ИСХОДНЫЙ ТЕКСТ ▸
+++

• A
  • A
  • A
  • АБВ
  • АБВ
  • АБВ
  • А
  • А
  • А
  • А
  • А
Обычная версия сайта

«Мне нравится смешанная форма преподавания — полулекция-полусеминар»

Профессор кафедры политической истории Высшей школы экономики Михаил Бойцов признан студентами факультета истории ВШЭ одним из лучших преподавателей университета в 2012 году.

— Михаил Анатольевич, что побудило вас в свое время поступить на исторический факультет?

— Интерес к истории у меня был, пожалуй, с детских лет. Поэтому я заранее и довольно целеустремленно готовился к поступлению на исторический факультет МГУ и не рассматривал всерьез возможность избрать для себя какую-нибудь другую область. Хотя интересовался в старших классах разными предметами. Помню, мне нравились начала анализа (получал эстетическое удовольствие), география, даже разделы по ядерной физике... Тем не менее, если бы провалился на вступительных экзаменах, не знаю, что бы делал, запасного плана не было. Вероятно, старался бы поступить туда же на следующий год.

+++

ПРЕДОСТАВЛЕННЫЙ МАТЕРИАЛ ▸
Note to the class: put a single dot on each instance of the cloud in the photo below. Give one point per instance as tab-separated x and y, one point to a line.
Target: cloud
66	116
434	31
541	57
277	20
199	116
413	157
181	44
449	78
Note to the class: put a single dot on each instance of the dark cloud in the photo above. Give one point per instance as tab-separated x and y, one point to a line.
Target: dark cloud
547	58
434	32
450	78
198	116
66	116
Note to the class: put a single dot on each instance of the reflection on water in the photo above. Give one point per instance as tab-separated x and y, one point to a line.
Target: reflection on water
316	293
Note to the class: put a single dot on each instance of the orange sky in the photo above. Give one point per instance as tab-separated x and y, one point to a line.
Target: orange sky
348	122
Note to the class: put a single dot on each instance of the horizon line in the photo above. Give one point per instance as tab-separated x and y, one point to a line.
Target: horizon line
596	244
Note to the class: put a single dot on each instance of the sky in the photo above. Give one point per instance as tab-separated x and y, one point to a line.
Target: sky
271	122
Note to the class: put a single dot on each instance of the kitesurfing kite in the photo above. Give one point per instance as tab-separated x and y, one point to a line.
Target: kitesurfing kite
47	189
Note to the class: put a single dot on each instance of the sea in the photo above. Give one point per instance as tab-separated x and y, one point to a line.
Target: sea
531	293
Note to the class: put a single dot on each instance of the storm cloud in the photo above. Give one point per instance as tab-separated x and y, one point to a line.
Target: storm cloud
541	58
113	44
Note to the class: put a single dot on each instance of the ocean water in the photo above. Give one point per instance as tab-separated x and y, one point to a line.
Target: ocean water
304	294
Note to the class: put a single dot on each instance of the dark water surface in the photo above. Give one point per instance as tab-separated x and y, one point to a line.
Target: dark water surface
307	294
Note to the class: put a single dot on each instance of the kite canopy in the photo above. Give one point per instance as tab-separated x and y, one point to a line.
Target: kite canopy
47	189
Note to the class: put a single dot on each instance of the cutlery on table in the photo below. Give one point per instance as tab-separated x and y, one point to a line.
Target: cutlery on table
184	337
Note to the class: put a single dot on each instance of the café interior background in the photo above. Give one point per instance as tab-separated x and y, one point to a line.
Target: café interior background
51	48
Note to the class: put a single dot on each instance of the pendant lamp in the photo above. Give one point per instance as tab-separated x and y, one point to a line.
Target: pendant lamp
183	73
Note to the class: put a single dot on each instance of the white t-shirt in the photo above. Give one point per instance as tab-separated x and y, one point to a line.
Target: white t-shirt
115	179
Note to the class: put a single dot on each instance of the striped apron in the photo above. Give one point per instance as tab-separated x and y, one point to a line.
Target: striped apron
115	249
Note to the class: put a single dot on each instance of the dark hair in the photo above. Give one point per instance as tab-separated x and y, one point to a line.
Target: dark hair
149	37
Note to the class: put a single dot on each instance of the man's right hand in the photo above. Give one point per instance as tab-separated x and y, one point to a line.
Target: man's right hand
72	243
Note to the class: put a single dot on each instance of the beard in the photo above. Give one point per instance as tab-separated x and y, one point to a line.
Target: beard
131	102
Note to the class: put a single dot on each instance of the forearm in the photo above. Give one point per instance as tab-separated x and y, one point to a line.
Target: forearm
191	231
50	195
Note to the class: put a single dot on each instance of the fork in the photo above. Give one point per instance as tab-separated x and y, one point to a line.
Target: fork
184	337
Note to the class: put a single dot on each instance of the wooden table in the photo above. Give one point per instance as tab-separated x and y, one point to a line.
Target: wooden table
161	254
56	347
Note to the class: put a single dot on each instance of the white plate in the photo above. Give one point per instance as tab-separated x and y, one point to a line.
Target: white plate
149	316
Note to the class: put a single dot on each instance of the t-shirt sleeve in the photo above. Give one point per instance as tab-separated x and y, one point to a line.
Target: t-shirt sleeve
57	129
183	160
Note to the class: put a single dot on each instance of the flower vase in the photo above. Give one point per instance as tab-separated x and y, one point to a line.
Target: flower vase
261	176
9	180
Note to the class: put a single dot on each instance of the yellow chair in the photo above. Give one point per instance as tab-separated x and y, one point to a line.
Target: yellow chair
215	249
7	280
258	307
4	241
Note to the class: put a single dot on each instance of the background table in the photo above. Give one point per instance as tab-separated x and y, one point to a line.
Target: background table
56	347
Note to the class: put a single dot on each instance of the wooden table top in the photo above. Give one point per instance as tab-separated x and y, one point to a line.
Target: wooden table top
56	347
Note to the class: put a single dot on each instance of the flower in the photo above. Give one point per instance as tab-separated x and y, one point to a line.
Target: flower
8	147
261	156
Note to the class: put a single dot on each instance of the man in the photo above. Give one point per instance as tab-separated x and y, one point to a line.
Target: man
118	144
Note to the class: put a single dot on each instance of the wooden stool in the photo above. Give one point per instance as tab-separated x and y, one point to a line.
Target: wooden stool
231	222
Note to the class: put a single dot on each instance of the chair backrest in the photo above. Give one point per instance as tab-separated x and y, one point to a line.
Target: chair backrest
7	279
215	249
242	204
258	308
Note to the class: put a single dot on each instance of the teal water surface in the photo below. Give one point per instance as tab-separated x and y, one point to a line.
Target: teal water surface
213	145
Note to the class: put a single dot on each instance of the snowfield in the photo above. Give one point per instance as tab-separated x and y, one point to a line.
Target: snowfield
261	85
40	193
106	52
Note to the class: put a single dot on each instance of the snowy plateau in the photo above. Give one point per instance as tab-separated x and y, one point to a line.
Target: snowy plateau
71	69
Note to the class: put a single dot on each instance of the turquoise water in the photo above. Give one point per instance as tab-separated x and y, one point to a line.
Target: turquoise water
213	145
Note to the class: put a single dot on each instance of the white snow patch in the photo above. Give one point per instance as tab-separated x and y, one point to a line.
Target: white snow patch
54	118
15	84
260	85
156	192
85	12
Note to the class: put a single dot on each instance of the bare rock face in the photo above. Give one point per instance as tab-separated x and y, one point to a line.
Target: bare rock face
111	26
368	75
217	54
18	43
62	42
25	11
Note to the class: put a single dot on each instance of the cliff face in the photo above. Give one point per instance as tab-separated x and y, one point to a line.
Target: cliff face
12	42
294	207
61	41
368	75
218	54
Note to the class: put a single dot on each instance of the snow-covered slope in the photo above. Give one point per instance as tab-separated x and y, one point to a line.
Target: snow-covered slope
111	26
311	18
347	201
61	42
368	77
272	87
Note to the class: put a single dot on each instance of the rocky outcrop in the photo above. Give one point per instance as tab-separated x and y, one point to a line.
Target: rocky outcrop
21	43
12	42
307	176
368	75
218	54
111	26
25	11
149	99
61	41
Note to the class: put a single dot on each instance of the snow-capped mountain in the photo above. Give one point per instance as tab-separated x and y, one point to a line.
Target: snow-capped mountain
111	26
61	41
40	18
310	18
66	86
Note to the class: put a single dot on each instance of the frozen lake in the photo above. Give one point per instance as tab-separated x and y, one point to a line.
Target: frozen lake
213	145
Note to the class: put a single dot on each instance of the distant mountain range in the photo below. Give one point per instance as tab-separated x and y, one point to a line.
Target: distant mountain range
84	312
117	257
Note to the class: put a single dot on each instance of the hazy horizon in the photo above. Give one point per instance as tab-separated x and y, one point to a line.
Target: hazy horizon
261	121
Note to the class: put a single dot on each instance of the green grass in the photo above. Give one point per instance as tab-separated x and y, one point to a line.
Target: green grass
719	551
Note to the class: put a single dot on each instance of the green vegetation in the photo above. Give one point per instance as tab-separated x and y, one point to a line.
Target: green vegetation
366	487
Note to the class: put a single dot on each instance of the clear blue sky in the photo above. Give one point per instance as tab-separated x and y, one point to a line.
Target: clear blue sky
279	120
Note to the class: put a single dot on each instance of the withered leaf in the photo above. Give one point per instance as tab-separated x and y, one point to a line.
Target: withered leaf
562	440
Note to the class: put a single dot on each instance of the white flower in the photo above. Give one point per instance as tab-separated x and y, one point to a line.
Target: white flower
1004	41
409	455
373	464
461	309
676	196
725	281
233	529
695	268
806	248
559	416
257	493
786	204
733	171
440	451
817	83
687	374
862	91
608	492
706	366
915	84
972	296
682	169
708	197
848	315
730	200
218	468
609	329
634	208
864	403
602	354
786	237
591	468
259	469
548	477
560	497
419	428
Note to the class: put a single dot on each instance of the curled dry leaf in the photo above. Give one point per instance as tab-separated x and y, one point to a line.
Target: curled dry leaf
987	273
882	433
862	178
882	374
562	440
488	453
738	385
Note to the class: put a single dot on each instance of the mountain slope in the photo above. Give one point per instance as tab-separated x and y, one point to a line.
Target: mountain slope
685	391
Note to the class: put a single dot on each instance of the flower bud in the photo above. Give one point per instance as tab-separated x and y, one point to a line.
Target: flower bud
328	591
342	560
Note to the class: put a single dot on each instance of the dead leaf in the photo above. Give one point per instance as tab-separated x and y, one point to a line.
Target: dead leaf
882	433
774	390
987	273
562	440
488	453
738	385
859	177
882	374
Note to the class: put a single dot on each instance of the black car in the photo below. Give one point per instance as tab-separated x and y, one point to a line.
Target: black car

+++

ЗАДАНИЕ ▸
Как пересказать интервью с профессором в двух предложениях? Материал взят из другого источника.

ИТОГОВЫЙ РЕЗУЛЬТАТ ▸
Профессор кафедры политической истории ВШЭ Михаил Бойцов признан студентами факультета истории одним из лучших преподавателей университета в 2012 году. В интервью он рассказывает, что интересовался историей с детства и целеустремленно готовился к поступлению на исторический факультет МГУ, не имея запасного плана, хотя в старших классах его привлекали и другие предметы.